* [Passage provided]
━━━━━━━━━━
Gordon’s presentation is about the growing amount of scholarly information that is out there and the connections that can be made with it. He starts off by defining the term “critical mass.” Critical mass is the minimum amount of something required to start or maintain a venture. Gordon believes that there is an endless abundance of information out there. There is a lot of research, but he asks the question, how can academics sort through everything? The biggest complaint received at the SSRN is that there is too much information with over 1000 journals available on the network.
Gordon explains how the scholarship of information is growing. The Open Journal System (OJS) has enabled the creation of over 3000 OJS journals, which means over 3000 new publishers. Every 20 years, the amount of scholarly journals available is doubled. Ninety percent of all scientists are alive today, which means they are still making contributions to the scholarly world. The amount of research available increases because readers are getting access to earlier research stages. In the SSRN, 13% of the citations are towards working papers. Drafts are being referenced. Interdisciplinary classifications are also increasing research relevance. Academics are able to see the content from a broader amount of subjects.
━━━━━━━━━━
* [Goal A] Pick out every line in the listing that contains the string "bench", and copy those lines. Match case exactly.
━━━━━━━━━━
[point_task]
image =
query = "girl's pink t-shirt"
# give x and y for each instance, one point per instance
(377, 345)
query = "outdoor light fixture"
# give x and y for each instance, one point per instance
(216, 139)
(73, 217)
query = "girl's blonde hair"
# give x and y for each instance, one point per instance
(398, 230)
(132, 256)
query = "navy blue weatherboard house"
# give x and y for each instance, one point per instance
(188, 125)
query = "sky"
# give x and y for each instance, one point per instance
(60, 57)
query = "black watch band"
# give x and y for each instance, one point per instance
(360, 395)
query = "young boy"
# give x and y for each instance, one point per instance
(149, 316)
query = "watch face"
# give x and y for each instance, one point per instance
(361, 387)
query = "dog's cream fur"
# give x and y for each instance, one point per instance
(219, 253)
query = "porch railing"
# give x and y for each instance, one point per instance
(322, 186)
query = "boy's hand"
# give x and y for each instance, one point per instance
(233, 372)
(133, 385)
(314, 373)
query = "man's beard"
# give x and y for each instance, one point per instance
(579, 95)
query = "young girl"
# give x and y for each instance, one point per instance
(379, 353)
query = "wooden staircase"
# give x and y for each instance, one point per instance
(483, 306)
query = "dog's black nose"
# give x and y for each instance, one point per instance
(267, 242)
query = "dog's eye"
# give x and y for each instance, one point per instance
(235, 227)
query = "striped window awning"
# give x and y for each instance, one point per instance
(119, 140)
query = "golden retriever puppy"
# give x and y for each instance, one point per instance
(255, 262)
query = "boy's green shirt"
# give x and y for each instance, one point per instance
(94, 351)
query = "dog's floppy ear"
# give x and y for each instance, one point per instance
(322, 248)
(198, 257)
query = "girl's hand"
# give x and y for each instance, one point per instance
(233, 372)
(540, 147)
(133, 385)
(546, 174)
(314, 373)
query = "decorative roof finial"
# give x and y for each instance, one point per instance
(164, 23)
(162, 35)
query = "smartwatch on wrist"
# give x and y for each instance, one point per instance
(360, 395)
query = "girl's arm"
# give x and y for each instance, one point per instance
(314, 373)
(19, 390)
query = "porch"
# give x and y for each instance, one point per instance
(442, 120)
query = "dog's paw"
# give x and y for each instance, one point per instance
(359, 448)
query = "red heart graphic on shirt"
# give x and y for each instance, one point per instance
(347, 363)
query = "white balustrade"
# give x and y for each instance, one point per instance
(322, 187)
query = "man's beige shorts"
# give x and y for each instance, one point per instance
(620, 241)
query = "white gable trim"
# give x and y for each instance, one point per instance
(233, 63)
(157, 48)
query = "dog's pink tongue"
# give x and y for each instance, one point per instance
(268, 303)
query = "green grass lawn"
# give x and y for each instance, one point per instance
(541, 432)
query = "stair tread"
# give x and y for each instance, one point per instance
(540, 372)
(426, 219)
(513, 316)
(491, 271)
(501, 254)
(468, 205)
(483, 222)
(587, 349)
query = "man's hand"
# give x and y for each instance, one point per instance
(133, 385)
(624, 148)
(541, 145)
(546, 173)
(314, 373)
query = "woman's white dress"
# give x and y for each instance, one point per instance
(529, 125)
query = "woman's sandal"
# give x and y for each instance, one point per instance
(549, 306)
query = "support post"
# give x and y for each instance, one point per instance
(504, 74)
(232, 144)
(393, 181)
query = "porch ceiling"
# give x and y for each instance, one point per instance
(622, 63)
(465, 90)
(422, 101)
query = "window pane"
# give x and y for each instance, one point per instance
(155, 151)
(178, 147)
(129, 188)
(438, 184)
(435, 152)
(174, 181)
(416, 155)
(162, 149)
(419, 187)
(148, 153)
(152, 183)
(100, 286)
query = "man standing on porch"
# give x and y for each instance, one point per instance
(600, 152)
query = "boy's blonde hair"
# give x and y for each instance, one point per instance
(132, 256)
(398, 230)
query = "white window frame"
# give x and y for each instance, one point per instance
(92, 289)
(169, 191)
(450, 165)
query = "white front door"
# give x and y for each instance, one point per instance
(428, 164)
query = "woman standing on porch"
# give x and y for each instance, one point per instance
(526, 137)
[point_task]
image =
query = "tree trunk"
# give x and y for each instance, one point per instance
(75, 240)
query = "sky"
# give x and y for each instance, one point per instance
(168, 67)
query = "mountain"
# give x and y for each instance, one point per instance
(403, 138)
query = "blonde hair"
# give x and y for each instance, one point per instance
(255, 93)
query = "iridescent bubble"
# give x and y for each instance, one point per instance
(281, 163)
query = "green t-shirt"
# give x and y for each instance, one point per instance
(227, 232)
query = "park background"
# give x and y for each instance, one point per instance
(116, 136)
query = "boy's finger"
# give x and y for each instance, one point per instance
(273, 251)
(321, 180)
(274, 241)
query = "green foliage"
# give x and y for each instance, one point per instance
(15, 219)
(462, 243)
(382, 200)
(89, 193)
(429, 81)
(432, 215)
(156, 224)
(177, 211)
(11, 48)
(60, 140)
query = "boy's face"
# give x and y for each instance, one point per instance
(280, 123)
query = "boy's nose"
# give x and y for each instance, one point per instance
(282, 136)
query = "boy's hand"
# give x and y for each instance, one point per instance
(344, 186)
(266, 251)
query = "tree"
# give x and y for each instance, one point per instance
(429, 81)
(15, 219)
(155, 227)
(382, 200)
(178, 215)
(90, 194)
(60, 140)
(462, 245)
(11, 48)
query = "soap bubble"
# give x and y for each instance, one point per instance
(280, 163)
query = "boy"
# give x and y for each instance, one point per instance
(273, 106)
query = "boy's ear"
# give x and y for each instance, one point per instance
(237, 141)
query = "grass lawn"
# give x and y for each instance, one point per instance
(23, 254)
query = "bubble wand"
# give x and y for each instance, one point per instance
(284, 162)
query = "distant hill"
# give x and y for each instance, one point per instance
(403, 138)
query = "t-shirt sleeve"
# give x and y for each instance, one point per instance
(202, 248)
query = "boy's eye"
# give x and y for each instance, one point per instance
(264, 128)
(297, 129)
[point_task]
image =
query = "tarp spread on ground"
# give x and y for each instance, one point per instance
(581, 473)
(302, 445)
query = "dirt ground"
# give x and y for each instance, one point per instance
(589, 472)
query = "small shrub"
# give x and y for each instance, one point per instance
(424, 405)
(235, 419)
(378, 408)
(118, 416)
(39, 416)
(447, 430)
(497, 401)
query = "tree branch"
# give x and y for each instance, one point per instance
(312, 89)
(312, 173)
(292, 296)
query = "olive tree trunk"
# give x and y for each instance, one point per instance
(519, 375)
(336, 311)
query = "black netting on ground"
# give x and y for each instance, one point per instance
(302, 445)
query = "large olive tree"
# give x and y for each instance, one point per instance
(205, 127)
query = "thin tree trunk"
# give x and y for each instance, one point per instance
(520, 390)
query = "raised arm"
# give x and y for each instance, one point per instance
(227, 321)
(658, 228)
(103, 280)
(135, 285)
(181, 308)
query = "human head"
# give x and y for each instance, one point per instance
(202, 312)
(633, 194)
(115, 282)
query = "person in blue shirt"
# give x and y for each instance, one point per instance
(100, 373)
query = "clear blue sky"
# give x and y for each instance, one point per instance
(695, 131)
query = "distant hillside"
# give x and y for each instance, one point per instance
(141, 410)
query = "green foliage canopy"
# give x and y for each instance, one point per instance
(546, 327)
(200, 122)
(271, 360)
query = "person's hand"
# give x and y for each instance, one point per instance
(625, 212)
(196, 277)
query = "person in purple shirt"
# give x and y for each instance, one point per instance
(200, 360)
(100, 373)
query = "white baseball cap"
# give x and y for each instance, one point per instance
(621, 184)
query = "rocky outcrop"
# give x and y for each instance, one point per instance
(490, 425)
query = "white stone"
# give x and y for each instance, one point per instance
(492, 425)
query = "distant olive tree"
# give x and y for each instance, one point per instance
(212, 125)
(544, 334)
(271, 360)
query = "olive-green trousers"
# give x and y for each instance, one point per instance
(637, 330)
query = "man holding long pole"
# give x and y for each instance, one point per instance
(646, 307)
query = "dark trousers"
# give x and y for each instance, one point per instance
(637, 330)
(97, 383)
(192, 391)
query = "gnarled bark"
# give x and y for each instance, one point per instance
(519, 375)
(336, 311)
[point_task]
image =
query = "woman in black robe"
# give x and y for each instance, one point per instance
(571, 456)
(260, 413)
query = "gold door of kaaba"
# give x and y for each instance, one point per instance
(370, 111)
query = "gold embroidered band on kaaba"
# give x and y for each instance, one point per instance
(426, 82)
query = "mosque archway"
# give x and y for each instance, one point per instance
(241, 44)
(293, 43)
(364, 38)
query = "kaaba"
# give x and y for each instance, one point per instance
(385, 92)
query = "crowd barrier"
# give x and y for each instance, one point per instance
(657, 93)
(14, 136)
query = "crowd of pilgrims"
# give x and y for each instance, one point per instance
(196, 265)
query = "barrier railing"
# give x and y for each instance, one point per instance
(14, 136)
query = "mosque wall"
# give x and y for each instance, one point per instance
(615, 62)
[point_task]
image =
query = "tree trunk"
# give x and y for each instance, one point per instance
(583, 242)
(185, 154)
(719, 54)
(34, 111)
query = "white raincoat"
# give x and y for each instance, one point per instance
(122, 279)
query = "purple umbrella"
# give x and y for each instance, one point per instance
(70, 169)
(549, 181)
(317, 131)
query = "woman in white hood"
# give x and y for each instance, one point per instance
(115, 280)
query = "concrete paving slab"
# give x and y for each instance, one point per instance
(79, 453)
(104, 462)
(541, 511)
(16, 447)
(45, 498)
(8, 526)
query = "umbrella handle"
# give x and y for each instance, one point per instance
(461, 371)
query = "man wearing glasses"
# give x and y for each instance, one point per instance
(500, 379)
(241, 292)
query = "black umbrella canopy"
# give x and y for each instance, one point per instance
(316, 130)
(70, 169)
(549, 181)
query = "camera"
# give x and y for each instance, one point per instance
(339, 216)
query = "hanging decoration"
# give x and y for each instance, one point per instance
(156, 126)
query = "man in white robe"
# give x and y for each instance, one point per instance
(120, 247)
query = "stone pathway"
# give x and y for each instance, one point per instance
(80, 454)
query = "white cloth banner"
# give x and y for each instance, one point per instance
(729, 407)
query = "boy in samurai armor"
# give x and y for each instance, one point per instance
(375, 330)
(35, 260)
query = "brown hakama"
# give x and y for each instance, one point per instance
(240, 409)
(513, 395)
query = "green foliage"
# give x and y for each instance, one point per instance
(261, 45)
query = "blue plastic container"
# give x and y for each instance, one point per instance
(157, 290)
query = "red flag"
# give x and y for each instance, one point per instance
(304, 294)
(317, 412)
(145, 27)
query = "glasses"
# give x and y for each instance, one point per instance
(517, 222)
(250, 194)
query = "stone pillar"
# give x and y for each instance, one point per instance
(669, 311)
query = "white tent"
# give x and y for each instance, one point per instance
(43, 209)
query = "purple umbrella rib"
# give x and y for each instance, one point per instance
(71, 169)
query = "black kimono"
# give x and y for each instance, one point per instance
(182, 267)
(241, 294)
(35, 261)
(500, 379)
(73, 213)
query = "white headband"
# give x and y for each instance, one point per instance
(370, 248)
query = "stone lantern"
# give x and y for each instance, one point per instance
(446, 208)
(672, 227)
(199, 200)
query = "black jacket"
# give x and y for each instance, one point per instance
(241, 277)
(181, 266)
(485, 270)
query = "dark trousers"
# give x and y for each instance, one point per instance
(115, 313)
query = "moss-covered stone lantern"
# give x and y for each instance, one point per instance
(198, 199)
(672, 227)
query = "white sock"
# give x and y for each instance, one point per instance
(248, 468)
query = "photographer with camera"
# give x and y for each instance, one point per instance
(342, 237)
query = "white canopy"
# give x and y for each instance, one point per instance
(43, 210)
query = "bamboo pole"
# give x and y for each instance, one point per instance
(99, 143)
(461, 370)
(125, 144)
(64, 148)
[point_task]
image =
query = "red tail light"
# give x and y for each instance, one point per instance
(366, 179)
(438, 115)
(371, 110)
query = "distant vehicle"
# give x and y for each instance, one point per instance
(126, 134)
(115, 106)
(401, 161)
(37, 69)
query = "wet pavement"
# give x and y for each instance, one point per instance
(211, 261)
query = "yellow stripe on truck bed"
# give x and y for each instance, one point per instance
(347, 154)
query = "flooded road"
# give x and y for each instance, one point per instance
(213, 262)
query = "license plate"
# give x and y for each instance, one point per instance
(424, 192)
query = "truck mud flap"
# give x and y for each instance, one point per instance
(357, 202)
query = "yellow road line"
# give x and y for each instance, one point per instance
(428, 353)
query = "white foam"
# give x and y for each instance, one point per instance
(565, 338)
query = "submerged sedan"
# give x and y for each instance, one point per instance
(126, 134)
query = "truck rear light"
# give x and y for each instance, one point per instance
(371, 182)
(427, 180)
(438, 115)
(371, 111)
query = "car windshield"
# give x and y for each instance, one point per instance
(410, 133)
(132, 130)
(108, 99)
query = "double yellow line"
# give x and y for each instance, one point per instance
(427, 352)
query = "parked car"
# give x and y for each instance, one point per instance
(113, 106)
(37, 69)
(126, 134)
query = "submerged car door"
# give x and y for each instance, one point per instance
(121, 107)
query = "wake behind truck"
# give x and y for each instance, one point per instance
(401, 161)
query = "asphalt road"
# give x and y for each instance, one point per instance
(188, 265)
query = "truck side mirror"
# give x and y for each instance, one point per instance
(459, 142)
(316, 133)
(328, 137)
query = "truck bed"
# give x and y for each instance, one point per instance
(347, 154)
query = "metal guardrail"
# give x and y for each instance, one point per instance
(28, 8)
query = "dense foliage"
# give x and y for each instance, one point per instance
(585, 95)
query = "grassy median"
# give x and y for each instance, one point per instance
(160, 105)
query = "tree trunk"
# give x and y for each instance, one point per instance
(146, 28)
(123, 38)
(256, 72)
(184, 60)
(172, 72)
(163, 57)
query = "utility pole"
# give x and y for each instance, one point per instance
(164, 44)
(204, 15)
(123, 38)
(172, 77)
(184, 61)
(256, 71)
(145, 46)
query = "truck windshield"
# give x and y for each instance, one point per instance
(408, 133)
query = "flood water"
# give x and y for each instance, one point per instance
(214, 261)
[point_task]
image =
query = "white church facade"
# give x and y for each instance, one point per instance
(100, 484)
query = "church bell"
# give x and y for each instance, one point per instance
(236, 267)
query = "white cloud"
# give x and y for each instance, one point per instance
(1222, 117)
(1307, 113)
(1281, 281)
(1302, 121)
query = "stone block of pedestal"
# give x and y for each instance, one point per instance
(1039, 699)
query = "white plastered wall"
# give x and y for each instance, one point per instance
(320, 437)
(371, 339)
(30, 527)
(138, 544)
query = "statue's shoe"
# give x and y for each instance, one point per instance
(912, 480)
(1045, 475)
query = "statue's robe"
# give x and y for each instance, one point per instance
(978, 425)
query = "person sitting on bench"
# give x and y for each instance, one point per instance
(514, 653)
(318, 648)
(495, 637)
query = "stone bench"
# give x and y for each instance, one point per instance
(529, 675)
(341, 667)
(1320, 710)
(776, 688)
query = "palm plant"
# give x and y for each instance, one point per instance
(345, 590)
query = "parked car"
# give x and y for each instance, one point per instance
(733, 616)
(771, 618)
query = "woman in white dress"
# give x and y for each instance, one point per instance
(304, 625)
━━━━━━━━━━
* [Goal B] In the passage on Gordon's presentation, what percentage of SSRN citations go to working papers?

* [Task output A]
query = "person sitting on bench"
query = "stone bench"

* [Task output B] 13%